* PASSAGE EXTRAIT

###

"Seul le silence", c'est un titre de Ellory... Mais ce roman d'Alain Blottière, d'une affolante crédibilité est très éloigné de ce polar américain. Dans ce livre, "Comment Baptiste est mort", le silence est le principal héros. Baptiste devenu Yumaï, ou le renard du désert, jeune adolescent de 14 ans, seul rescapé d'une famille de cinq personnes enlevée par des djihadistes se retrouve interrogé pour un débriefing après sa libération. Baptiste est mort. C'est Yumaï qui raconte. Mais il n'en a pas envie. Il ne veut pas se souvenir comme s'il avait peur de sa mémoire. Le silence semble son seul compagnon...
Pourtant, la ténacité et le savoir-faire de son interrogateur vont petit à petit l'ouvrir à la réalité du monde qui l'entoure et reconstituer son parcours. Entre tortures, violence psychologique, menace permanente, apprentissage de la terreur, mascarades séductrices, pertes de repères, l'adolescent va revivre sa lente destruction jusqu'à en rejeter son prénom de naissance. Au cœur du désert, où la famine côtoie la soif, la solitude, le froid, il n'est plus question de religion, de messie, de foi, mais de survie. L'horreur de la terreur devient une réalité sèche à laquelle il faut se soumettre, pour apprendre à la répliquer, à terroriser à son tour, à maîtriser les pires sévices pour transformer sa victime en esclave total.
"Comment Baptiste est mort" est une description méticuleuse du fanatisme qui ronge les individus comme le pire des cancers, en en faisant les bras armés de causes insupportables. Et tous les moyens sont bons, y compris d'utiliser les enfants, les adolescents pour en faire des "renards du désert" en utilisant leur frayeur, leur épouvante, leur propre terreur comme un outil du Diable en personne.
C'est dérangeant, absurde, insupportable, violent... c'est l'horreur absolue.

###

* DONNÉES

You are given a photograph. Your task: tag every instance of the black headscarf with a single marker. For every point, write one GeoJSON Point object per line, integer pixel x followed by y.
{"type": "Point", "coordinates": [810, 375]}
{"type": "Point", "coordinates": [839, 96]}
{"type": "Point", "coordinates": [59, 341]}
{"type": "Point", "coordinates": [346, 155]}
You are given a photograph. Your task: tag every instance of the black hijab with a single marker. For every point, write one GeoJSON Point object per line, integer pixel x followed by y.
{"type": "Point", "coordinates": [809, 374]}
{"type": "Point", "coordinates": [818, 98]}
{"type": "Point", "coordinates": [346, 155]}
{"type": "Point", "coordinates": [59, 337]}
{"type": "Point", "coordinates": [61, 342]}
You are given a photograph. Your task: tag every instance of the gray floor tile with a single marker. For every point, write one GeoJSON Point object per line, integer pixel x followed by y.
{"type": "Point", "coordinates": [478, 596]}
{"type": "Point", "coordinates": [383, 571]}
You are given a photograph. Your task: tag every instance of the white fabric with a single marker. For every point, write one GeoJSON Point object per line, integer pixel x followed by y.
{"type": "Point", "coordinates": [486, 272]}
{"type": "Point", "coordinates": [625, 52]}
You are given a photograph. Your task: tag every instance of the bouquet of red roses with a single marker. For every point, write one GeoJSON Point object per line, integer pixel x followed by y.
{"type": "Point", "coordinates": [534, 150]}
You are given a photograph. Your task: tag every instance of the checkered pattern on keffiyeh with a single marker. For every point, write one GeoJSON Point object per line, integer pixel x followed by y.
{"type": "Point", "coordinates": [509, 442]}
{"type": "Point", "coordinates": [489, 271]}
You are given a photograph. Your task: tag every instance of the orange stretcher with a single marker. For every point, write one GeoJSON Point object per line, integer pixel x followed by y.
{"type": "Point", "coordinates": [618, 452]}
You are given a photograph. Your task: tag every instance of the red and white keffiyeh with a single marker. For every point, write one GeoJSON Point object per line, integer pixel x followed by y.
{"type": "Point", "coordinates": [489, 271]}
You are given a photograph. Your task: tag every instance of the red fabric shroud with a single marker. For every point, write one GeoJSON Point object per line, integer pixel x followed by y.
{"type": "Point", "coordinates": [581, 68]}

###

* ÉNONCÉ DE LA TÂCHE
Pouvez-vous recopier mot pour mot l'intégralité de la critique du roman « Comment Baptiste est mort » ? Les items forment un matériau distinct, sans lien avec la critique.

* RÉSULTAT OBTENU
"Seul le silence", c'est un titre de Ellory... Mais ce roman d'Alain Blottière, d'une affolante crédibilité est très éloigné de ce polar américain. Dans ce livre, "Comment Baptiste est mort", le silence est le principal héros. Baptiste devenu Yumaï, ou le renard du désert, jeune adolescent de 14 ans, seul rescapé d'une famille de cinq personnes enlevée par des djihadistes se retrouve interrogé pour un débriefing après sa libération. Baptiste est mort. C'est Yumaï qui raconte. Mais il n'en a pas envie. Il ne veut pas se souvenir comme s'il avait peur de sa mémoire. Le silence semble son seul compagnon...
Pourtant, la ténacité et le savoir-faire de son interrogateur vont petit à petit l'ouvrir à la réalité du monde qui l'entoure et reconstituer son parcours. Entre tortures, violence psychologique, menace permanente, apprentissage de la terreur, mascarades séductrices, pertes de repères, l'adolescent va revivre sa lente destruction jusqu'à en rejeter son prénom de naissance. Au cœur du désert, où la famine côtoie la soif, la solitude, le froid, il n'est plus question de religion, de messie, de foi, mais de survie. L'horreur de la terreur devient une réalité sèche à laquelle il faut se soumettre, pour apprendre à la répliquer, à terroriser à son tour, à maîtriser les pires sévices pour transformer sa victime en esclave total.
"Comment Baptiste est mort" est une description méticuleuse du fanatisme qui ronge les individus comme le pire des cancers, en en faisant les bras armés de causes insupportables. Et tous les moyens sont bons, y compris d'utiliser les enfants, les adolescents pour en faire des "renards du désert" en utilisant leur frayeur, leur épouvante, leur propre terreur comme un outil du Diable en personne.
C'est dérangeant, absurde, insupportable, violent... c'est l'horreur absolue.